Dataset entries:
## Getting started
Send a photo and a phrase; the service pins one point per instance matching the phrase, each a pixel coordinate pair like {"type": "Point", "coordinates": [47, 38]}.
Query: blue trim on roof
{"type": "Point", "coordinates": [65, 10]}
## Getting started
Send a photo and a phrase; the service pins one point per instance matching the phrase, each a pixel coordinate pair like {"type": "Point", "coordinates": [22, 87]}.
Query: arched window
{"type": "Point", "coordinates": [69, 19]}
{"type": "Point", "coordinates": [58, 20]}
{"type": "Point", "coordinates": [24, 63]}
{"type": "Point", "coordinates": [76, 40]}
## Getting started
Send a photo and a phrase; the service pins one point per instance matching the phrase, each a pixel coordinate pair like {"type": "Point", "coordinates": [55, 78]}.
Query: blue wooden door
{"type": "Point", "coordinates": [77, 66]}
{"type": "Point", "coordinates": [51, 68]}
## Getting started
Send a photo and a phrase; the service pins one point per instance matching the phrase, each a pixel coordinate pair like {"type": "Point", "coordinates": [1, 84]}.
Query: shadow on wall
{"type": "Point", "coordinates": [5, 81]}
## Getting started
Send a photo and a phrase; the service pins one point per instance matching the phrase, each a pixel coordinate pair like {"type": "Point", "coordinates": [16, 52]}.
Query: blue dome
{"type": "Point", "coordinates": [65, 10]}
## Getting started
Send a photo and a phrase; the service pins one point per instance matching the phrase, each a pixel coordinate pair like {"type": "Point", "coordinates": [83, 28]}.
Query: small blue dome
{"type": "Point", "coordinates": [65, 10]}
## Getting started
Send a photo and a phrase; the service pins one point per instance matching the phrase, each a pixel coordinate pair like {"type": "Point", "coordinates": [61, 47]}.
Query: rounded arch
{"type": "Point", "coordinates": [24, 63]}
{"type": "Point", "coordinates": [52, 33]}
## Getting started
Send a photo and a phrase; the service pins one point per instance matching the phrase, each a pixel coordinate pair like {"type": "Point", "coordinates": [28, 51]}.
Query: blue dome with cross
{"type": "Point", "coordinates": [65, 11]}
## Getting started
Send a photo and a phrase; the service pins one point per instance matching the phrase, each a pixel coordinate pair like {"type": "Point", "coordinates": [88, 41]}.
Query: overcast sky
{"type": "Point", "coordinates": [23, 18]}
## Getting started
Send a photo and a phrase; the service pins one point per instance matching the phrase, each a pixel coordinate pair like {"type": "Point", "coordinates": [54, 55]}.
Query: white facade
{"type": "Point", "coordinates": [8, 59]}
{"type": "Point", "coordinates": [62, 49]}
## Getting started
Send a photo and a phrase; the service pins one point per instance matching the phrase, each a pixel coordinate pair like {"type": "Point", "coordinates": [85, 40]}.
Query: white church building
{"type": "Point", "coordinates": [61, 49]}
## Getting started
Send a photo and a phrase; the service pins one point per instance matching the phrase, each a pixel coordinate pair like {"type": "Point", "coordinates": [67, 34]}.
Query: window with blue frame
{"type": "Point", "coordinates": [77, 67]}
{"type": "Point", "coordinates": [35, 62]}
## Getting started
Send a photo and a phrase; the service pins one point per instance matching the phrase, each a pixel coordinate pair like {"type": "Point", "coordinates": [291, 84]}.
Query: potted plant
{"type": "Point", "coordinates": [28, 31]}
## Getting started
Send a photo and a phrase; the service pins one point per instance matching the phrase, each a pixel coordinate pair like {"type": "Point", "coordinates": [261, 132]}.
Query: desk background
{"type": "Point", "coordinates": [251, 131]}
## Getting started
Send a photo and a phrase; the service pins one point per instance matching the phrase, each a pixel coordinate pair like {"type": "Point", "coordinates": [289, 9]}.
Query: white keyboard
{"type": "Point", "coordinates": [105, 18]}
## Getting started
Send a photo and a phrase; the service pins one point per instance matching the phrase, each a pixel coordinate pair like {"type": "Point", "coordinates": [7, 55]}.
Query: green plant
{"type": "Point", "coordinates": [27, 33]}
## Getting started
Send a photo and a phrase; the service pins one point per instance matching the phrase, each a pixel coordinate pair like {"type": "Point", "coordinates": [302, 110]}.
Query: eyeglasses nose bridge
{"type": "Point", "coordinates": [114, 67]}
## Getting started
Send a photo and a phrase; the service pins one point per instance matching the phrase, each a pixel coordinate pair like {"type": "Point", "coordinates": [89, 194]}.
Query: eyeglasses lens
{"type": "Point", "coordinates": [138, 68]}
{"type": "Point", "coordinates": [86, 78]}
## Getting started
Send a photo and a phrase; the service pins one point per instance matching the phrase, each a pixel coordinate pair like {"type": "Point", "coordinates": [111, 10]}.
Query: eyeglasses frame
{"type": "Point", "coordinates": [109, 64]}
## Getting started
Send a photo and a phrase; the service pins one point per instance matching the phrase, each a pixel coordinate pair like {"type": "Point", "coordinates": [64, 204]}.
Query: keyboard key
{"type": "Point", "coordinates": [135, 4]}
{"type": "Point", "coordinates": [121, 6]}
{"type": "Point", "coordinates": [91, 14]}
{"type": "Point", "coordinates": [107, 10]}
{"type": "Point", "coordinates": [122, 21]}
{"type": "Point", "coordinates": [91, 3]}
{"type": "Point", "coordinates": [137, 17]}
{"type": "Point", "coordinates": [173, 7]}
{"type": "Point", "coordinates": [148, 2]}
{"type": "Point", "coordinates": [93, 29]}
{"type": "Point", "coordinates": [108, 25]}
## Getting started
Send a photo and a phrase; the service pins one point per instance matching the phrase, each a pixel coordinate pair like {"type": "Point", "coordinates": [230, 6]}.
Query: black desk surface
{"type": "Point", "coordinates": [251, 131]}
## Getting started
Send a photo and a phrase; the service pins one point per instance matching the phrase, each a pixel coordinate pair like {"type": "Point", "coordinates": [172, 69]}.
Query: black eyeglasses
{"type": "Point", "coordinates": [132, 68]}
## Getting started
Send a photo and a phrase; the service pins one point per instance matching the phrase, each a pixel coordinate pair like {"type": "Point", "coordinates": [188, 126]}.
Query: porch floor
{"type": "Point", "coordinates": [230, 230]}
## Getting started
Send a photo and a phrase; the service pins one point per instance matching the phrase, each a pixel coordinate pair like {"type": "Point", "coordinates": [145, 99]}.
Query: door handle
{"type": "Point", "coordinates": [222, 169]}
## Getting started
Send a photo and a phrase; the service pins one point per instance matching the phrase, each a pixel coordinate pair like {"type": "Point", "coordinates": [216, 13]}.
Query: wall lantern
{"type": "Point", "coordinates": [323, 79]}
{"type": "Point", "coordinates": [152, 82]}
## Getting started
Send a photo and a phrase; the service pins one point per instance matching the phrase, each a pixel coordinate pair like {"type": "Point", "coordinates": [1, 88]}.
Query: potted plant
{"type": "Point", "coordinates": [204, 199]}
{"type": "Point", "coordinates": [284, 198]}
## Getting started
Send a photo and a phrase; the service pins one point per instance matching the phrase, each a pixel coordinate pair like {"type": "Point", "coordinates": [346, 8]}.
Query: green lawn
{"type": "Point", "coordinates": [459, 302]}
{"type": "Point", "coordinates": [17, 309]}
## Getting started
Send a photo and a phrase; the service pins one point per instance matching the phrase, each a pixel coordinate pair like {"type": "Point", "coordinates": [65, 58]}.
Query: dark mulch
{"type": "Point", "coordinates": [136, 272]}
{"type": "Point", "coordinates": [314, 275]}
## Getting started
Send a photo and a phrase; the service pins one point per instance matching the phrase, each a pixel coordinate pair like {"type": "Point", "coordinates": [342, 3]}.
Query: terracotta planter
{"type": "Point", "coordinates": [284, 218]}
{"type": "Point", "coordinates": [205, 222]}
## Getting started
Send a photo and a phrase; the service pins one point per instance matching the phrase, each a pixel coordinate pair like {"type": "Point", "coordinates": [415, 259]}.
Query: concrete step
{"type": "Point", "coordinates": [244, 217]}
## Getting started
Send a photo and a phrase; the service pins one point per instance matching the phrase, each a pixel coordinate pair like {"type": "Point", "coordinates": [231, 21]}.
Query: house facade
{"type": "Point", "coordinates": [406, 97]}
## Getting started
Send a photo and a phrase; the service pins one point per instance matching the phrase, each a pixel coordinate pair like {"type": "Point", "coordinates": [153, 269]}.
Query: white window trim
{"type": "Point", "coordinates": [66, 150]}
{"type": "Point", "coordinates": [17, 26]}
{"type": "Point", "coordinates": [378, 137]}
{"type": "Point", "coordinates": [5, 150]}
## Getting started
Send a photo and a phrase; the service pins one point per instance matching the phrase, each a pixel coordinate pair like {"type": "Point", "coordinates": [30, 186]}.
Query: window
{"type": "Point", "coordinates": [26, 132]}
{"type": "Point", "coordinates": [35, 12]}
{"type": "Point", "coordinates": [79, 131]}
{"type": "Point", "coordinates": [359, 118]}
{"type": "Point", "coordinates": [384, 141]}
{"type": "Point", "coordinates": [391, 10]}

What you will do:
Please pick out each line above that contains the word "blue", and copy those lines.

Completed task:
Query: blue trim on roof
Query: blue wooden door
Query: blue dome
Query: small blue dome
Query: blue dome with cross
Query: window with blue frame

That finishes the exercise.